>> start DOCUMENT

Prayers – Tied to the (second point) above is the lesson that we should always take all our problems to the Lord in prayer. If you doubt the power of prayer look at Chief Hustler himself, who has God lifted from being a barefoot roadside chicken seller to the President of the Republic of Kenya. 

Prayers have moved mountains and made Kings out of hopeless situations. As hustlers, we’re reminded that it’s our Godly duty to keep praying for bandits to repent and come back to Christ. This is why we’re encouraged by the Government’s intention to send the Kenya Defence Forces (KDF) to go and greet them in the name of the Lord. This is the only handshake the hustler government supports.

Hustler Fund

Hustler Fund – Of all the programmes we’ve launched for young people engaging in crime, the Hustler Fund is the most effective and foolproof way to end unemployment and crime among hardened youth in Kenya.

>> end DOCUMENT
>> start ENTRIES

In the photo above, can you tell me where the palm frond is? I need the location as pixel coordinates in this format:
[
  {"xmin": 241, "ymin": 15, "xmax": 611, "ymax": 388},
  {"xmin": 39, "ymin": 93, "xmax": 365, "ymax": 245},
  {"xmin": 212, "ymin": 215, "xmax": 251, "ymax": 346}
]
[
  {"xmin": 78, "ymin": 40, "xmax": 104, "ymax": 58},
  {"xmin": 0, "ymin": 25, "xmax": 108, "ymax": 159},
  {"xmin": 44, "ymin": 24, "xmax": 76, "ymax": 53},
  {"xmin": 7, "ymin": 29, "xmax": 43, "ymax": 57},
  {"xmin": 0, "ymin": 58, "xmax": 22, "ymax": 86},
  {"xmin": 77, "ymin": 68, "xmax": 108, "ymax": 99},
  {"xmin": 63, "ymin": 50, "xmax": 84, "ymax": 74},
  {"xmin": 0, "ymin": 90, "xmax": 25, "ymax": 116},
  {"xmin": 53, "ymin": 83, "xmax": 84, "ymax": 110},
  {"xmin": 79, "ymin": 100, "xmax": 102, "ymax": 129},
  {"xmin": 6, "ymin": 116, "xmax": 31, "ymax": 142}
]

>> end ENTRIES
>> start ENTRIES

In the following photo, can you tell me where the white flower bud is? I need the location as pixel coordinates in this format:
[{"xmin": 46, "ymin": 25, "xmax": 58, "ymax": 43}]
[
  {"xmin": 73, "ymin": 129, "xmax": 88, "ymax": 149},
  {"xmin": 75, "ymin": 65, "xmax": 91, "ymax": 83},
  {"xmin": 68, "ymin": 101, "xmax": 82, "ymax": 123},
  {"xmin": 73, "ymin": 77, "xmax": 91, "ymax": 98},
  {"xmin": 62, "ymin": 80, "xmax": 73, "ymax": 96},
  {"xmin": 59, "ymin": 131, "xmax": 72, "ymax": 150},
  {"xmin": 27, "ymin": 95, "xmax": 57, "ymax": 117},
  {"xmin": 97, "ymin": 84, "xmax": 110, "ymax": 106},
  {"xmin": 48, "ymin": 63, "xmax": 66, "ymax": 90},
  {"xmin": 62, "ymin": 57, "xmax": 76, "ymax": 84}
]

>> end ENTRIES

__BRIEF A__. Write out the part of the Hustler Fund piece that begins at the words "Prayers have moved" and stops after "hustler government supports.".
__BRIEF B__. Resume the Hustler Fund piece after its last sentence and carry it on.
The items are not needed for any of this.

__REPLY A__.
Prayers have moved mountains and made Kings out of hopeless situations. As hustlers, we’re reminded that it’s our Godly duty to keep praying for bandits to repent and come back to Christ. This is why we’re encouraged by the Government’s intention to send the Kenya Defence Forces (KDF) to go and greet them in the name of the Lord. This is the only handshake the hustler government supports.

__REPLY B__.
With the Fund now fully in place, bandits can borrow money and distract themselves by betting on Arsenal games as the cattle they’ve stolen quietly return home. In addition to gambling, the Hustler Fund has given bandits easy float to buy bundles and trade in cryptocurrency, consequently quitting banditry for good.

Our competitors who’ve been asking how bandits will benefit from the free government internet we’re installing in all public primary schools, we hope today we’ve removed cobwebs from your eyes. You can thank us now.